Alors que les procédures d’attribution du marché de la rénovation de la place abritant l’ancien marché central semblent avoir pris un coup d’accélérateur ces derniers jours, Billy Hobimana(*) propose une réflexion qui interpelle sur l’accessibilité de la future infrastructure…
Eh voilà, nous y sommes. Quelques jours après la signature du partenariat, un exemplaire d’une maquette de ce que deviendra l’ancien marché vient d’être dévoilée. Burundi City Plaza, The Pride.
Pour nous qui suivons quotidiennement les projets de Fablice Manirakiza, rien d’étonnant. Dans le domaine de la construction, ce jeune entrepreneur a un grand sens du résultat.
Le réaménagement de l’ancienne place du marché est un projet dont les enjeux sont immenses pour Bujumbura et pour ses habitants. M. Manirakiza l’a d’ailleurs toujours rappelé, le véritable enjeu n’est pas celui du financement de la construction.
Il se résume plutôt en une question : Pour qui allons-nous construire ?
Historiquement, le marché central a toujours été un carrefour pour tous les budgets. Construit en 1994 sur près de 3ha pour 1,5 milliard BIF de l’époque, cette infrastructure qui participait à hauteur de 20% du PIB du Burundi comptait plus de 3.000 stands quand il a pris feu. Que ce soit les vendeurs ou les clients, chacun pouvait y trouver un article/produit adapté à son budget. Du VIP à vayura, chacun y avait sa place.
Est-ce que le projet envisagé restera dans cet esprit ? Est-ce que mon oncle de retour de Bujumbura, où il devait faire signer un document au ministère, pourra y passer acheter du pain à ramener à mon neuveu à Kiganda ?
C’est là le véritable enjeu/défi auquel nous devrons répondre en réaménageant la place de l’ancien marché central.
Nous ne devons pas perdre de vue que pour un projet d’une telle ampleur le poids des investissements que nous engagerons à travers « One Africa Investement », et des retours sur investissements attendus aura un impact direct et à court terme qui se répercutera sur le coût d’utilisation quotidien de l’infrastructure.
Et donc les véritables questions sur lesquels il faudra s’attarder devront être « Qui et combien » vont louer les places pour rentabiliser l’investissement ? « Qui et combien» auront le pouvoir d’achat pour y faire leurs courses ? Moyennant quel prix ?
Un bon projet répond à un besoin. Un besoin local. Besoin local empreint d’une réalité socio-économique locale, burundaise et bujumburienne.
Apprendre des erreurs des autres
Nous avons la chance d’être un pays en voie de développement, et d’avoir ainsi un visuel sur des projets de construction et d’aménagement réalisés dans d’autres villes et pays.
De Johannesburg à Kinshasa, en passant par Kigali en allant à Lagos (pour ne citer que ceux-là), plusieurs projets ont eu un effet inattendu de paupérisation et d’exil interne d’une partie de la population.
Prenons La Cité du Fleuve à Kinshasa : imaginé pour être un miroir, le quartier résidentiel s’est avéré être un amplificateur de la misère qui a simplement fuit ce progrès et s’est déplacé vers l’autre rive du fleuve Congo.

_Données de l'exercice:_
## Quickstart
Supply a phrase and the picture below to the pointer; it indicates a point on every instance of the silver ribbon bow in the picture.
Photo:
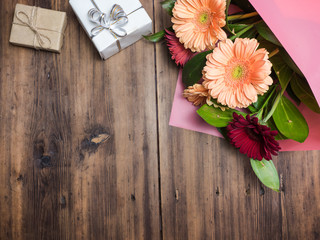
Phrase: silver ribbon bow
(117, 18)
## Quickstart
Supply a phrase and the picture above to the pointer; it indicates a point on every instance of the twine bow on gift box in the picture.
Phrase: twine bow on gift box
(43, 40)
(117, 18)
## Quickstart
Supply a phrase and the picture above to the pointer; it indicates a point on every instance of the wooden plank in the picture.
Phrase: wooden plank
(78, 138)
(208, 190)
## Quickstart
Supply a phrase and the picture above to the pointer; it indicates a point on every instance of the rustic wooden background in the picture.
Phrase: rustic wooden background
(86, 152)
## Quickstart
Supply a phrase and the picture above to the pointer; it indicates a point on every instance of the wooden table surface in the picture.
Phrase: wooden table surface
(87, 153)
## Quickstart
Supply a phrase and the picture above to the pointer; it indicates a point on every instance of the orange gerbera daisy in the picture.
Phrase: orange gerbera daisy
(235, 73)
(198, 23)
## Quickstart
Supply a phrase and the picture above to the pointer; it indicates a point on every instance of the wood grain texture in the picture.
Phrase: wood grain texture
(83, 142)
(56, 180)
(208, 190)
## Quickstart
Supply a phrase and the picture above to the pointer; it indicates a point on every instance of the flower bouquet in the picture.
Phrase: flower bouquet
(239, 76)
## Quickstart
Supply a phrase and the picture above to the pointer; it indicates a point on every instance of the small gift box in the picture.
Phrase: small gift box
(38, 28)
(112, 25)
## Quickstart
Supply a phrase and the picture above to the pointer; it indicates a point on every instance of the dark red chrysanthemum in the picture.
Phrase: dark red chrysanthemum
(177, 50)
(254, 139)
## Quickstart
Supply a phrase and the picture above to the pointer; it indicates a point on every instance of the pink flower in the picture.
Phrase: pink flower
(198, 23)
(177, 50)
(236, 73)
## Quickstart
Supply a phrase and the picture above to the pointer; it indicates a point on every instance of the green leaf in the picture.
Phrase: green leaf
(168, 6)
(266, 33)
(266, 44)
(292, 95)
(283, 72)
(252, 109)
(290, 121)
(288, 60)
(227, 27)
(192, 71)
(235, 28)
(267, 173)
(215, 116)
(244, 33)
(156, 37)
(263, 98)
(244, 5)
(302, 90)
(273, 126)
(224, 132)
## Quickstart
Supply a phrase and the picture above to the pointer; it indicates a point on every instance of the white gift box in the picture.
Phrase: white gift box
---
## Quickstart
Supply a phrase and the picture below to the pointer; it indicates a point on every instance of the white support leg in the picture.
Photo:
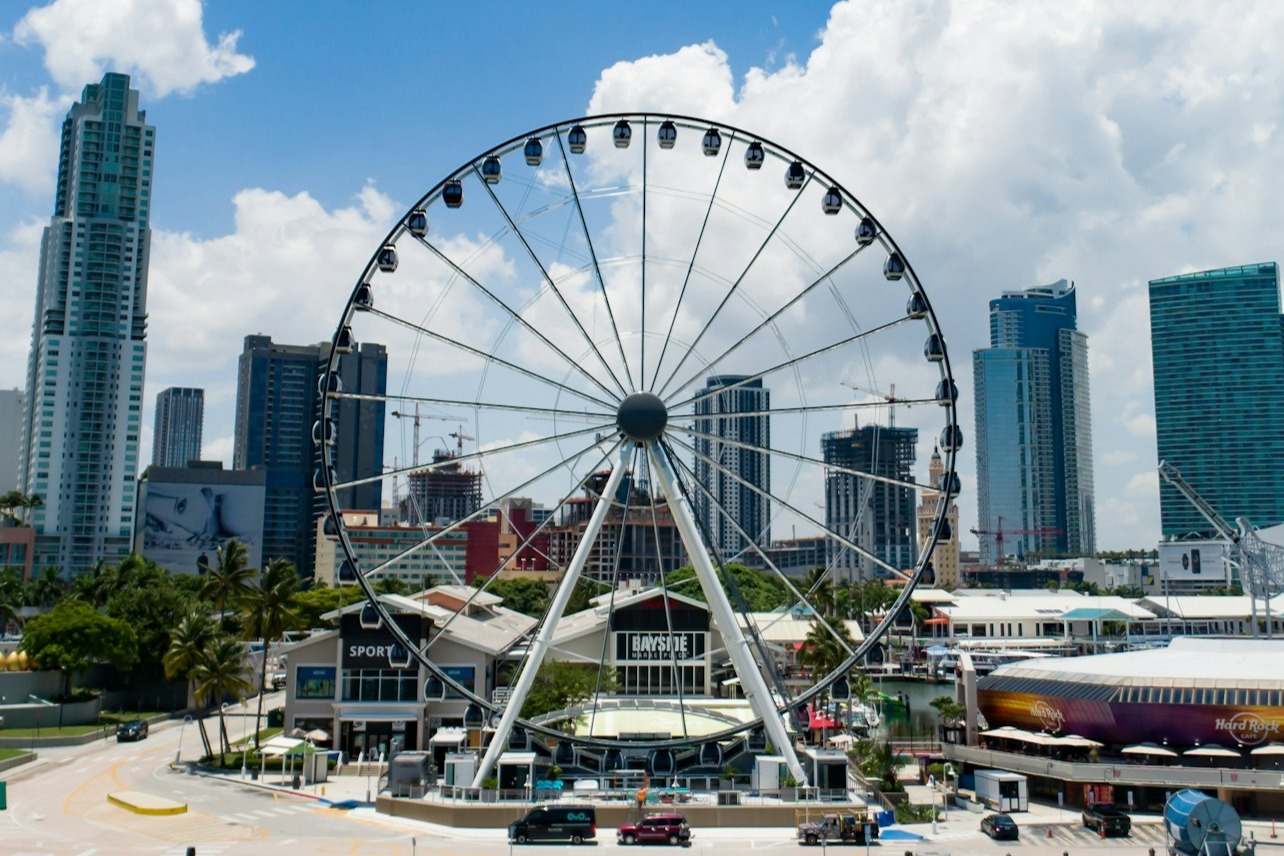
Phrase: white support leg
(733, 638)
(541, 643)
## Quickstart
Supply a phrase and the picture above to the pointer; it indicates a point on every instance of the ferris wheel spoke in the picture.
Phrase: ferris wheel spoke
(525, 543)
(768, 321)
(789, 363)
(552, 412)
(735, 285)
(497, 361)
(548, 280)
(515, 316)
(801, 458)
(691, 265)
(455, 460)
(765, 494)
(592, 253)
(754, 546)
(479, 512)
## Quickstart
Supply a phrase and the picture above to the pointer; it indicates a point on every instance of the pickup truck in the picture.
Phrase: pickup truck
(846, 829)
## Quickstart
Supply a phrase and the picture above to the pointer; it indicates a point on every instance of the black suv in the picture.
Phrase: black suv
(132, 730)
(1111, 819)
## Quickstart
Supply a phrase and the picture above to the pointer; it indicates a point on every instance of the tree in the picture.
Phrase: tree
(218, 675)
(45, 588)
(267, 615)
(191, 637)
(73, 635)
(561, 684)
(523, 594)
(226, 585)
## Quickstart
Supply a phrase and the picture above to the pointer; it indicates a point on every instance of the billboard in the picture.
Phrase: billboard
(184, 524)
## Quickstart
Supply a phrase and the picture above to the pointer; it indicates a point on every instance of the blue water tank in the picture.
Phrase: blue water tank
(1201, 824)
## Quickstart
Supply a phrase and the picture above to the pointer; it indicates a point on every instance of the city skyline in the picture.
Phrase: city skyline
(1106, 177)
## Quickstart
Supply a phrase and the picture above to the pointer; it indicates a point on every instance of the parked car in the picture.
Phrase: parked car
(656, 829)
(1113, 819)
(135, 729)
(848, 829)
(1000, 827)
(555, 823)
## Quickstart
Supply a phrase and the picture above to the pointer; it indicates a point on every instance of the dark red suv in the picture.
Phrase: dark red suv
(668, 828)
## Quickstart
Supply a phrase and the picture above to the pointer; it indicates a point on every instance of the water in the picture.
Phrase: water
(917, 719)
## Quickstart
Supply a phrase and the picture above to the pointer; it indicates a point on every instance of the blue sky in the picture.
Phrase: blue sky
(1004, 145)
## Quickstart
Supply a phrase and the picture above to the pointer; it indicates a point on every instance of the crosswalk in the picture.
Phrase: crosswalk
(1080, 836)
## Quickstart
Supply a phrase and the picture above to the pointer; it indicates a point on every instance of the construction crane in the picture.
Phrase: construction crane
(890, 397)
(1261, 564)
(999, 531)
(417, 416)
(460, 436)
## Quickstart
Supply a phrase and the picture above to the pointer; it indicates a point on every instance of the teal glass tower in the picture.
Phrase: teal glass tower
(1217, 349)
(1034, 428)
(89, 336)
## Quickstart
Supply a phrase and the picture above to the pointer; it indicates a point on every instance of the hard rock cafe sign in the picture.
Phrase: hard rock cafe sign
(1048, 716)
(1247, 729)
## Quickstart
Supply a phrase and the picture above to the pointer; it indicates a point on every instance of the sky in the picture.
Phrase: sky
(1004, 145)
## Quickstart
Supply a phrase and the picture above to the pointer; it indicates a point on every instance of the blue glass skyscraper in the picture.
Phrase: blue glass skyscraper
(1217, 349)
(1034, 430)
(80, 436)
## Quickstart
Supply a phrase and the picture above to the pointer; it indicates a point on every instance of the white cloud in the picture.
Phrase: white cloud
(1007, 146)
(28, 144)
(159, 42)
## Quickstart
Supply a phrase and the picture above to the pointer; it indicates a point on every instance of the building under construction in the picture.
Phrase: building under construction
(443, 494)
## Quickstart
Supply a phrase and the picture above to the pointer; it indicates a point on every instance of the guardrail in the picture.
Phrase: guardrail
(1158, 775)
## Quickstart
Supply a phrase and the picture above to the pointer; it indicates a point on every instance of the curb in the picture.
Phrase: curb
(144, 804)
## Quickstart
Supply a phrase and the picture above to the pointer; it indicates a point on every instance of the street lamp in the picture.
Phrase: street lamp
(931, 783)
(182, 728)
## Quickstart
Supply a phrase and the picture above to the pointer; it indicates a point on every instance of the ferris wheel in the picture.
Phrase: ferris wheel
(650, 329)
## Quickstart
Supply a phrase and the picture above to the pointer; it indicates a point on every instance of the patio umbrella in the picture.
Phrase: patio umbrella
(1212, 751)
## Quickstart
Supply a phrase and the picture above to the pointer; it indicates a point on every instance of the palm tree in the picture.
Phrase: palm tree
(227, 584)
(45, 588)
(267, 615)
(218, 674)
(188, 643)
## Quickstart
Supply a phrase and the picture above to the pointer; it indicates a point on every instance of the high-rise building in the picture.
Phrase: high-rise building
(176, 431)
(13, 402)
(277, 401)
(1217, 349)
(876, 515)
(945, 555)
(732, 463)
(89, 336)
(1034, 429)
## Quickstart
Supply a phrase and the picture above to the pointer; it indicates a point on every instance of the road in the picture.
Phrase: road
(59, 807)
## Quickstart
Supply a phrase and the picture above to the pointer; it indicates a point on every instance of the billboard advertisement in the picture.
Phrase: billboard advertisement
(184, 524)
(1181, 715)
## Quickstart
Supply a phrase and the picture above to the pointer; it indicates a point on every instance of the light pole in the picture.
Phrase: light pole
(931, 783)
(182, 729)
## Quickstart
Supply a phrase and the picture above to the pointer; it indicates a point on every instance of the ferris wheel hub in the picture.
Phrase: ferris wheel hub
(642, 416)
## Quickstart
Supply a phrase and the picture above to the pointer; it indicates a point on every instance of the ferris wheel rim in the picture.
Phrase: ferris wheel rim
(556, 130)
==
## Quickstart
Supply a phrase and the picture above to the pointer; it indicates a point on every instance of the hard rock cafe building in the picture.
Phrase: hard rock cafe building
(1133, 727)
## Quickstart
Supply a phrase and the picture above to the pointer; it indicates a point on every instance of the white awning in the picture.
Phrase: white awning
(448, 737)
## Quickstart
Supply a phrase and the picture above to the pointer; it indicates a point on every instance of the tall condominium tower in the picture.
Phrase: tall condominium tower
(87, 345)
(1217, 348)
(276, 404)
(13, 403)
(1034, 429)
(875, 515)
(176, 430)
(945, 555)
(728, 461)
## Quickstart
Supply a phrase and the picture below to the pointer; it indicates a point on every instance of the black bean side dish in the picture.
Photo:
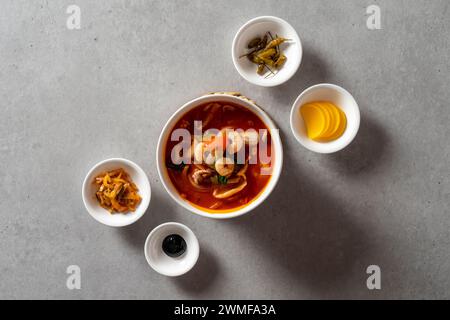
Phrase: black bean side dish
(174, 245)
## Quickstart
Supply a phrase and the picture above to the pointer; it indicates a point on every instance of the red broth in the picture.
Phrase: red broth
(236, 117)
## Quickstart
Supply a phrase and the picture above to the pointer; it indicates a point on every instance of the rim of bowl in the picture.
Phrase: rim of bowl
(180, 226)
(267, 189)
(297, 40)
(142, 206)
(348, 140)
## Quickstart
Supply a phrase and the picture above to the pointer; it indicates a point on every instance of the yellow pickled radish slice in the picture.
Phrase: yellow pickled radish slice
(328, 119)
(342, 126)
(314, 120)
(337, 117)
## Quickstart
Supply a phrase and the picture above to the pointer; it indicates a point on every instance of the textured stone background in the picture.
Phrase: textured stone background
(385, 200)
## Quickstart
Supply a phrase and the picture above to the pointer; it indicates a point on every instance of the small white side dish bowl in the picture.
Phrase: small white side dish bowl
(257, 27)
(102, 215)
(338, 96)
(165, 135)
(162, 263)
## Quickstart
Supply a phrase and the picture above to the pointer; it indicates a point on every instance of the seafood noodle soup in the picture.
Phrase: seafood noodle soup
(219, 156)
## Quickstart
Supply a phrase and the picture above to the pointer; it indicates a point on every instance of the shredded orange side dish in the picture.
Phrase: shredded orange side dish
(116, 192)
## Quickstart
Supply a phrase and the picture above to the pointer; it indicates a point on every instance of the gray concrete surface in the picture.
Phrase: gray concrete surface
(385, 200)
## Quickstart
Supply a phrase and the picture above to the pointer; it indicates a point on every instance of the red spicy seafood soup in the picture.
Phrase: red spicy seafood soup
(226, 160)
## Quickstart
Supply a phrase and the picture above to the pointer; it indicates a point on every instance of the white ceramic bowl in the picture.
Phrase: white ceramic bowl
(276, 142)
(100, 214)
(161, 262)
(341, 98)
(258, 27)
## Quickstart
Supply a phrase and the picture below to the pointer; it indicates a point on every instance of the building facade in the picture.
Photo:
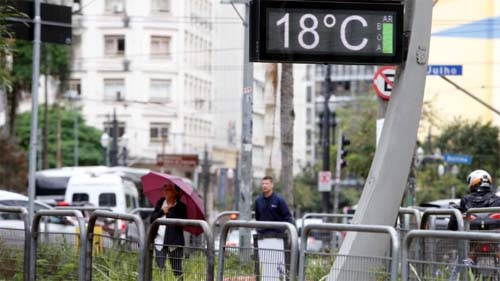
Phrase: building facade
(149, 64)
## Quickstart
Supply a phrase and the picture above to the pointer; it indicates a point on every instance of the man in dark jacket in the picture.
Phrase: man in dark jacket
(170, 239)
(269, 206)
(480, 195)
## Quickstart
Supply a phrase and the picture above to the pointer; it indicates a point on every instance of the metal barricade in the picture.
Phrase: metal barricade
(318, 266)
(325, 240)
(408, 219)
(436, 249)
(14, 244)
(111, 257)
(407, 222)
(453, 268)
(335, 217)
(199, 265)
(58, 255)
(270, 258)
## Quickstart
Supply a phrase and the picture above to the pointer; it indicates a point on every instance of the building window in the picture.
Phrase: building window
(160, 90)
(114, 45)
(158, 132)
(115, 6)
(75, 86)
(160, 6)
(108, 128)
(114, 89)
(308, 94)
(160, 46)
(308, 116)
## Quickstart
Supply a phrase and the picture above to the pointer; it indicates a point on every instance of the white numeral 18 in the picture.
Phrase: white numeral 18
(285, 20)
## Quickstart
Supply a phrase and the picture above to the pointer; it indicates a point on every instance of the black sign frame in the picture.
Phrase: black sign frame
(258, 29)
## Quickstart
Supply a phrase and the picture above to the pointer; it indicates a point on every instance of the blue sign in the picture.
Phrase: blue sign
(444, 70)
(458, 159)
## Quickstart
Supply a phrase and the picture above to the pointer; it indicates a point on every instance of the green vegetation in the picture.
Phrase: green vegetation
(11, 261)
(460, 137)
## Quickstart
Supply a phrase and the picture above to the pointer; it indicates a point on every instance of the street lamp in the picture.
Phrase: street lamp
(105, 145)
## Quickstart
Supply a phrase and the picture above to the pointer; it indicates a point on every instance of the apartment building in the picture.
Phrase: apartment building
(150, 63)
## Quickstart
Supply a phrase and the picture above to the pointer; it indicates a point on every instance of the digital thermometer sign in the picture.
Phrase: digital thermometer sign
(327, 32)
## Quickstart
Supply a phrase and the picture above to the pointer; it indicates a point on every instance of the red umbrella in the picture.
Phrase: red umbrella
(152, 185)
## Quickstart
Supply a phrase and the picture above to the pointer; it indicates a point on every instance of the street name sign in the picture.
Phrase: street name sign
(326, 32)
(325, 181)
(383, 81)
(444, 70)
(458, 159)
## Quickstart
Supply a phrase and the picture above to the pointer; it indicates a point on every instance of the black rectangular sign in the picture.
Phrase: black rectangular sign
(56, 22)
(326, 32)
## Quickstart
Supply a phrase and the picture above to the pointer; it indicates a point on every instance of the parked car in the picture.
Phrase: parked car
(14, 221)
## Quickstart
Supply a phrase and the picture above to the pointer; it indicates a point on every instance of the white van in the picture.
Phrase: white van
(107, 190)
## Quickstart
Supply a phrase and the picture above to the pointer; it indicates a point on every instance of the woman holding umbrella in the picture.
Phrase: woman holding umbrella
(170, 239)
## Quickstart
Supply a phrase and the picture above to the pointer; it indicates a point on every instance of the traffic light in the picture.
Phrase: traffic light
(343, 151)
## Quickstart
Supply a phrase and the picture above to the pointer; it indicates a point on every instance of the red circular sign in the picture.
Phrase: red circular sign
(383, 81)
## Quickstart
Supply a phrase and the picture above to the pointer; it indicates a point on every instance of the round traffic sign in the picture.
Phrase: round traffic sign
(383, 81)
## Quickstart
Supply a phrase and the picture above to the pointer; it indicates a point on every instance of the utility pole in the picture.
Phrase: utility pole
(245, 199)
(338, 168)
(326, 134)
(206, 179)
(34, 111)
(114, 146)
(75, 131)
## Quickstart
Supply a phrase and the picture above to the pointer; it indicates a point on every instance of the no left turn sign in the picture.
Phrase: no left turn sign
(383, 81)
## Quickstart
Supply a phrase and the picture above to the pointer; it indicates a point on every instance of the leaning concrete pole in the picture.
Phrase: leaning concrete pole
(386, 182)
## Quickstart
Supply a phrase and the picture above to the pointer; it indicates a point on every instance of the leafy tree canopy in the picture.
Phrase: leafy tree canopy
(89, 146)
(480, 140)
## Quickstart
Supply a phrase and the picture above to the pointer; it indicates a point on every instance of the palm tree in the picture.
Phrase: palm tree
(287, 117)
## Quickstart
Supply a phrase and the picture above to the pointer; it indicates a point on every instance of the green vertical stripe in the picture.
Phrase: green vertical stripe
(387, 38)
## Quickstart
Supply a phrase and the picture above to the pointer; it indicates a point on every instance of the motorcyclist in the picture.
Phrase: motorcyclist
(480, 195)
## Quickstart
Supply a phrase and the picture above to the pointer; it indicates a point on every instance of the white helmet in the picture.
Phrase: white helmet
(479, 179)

_Consigne A:_ Indiquez combien de lignes des enregistrements contiennent la chaîne « rectangular », en respectant la casse. Répondez uniquement par ce nombre.
_Consigne B:_ Poursuivez le texte sur le réaménagement de l'ancien marché central de Bujumbura, en reprenant après sa dernière phrase.

_Résultat A:_ 2

_Résultat B:_
Kigali : l’aménagement tendant vers l’internationalisation de la ville y a rendu la vie si chère, qu’une partie significative de la population a dû se déplacer vers les villes alentours et ne peut plus aujourd’hui se permettre de profiter pleinement de leur capitale.
Ne parlons pas des contrastes de Johannesburg où le China Mall côtoie des taudis en tôles de la Longdale Walk. Ceux au porte-monnaie inconséquent n’ont pas pu s’adapter à la métamorphose de leur quartier. Ils se sont retrouvés au milieu d’un progrès dont ils ne seront pas les bénéficiaires.
Nous devons en tirer des leçons et ne pas commettre les mêmes erreurs.
Ce billet évoque le cas du marché central, mais ceci reste valable dans toutes les politiques d’aménagement et de planification futures sur Bujumbura (surtout en matière de logements et d’aménagements économiques).
Des projets locaux emprunts d’une réalité économique locale
Si nous voulons construire à Bujumbura, construisons pour tous les habitants de Bujumbura dont la majorité ont une situation financière que nous connaissons et qui est ce qu’elle est pour l’instant.
Dans la vision Burundi 2040-2060 dans laquelle nous sommes tous engagées, nous ne devons laisser personne derrière.
En matière de construction, ne nous contentons pas des standards ! De ce qui se fait ailleurs ! Soyons audacieux certes, mais réaliste, innovant, entreprenant. Construisons un marché adapté aux réalités locales.
Construisons par exemple une structure hybride qui tout en répondant aux standards régionaux et internationaux, permettrait également de répondre aux besoins locaux. Construisons pour tous les portes monnaies des habitants de la capitale.
Par exemple, la maquette présentée par « Ubaka Nation Group » est très intéressante en ceci que le projet semble être réalisé avec deux ou trois constructions plus ou moins autonomes, et une tour pour couronner le tout. Ne serait-il pas envisageable qu’une des trois constructions soit faite en marché ouvert, à l’image de l’ancien marché central ? Ce qui permettrait d’avoir des aménagements identiques à ceux de jadis, et de surquoi moins cher pour accueillir les vendeurs au petit budget ?
Un carrefour plus que vital pour toutes les économies
Si jusqu’aujourd’hui nos mamans vendeuses de légumes, nos frères cordonniers de l’avenue du marché, ainsi que les divers commerçants persistent et reviennent avec leurs marchandises s’installer autour de l’ancien marché, ce n’est pas par amour du soleil de 14h, ou pour défier l’administration. Mais c’est qu’ils ont compris que cet emplacement stratégique, n’est pas le fruit d’une anodine politique d’aménagement.
La place de l’ancien marché constitue la plaque tournante de notre capitale économique. Des quatre points cardinaux de la capitale, tous les axes convergent dans une certaine mesure vers les lieux.
Nous nous devons donc d’exploiter cette place de telle manière que tous à Bujumbura, toute puissance de porte-monnaie confondue, puissent avoir une raison de s’y rendre, d’y entrer, d’y faire son business, et aux autres d’y faire leurs achats.
Nous pouvons donner à tous les Burundais une place dans le Burundi 2040-2060.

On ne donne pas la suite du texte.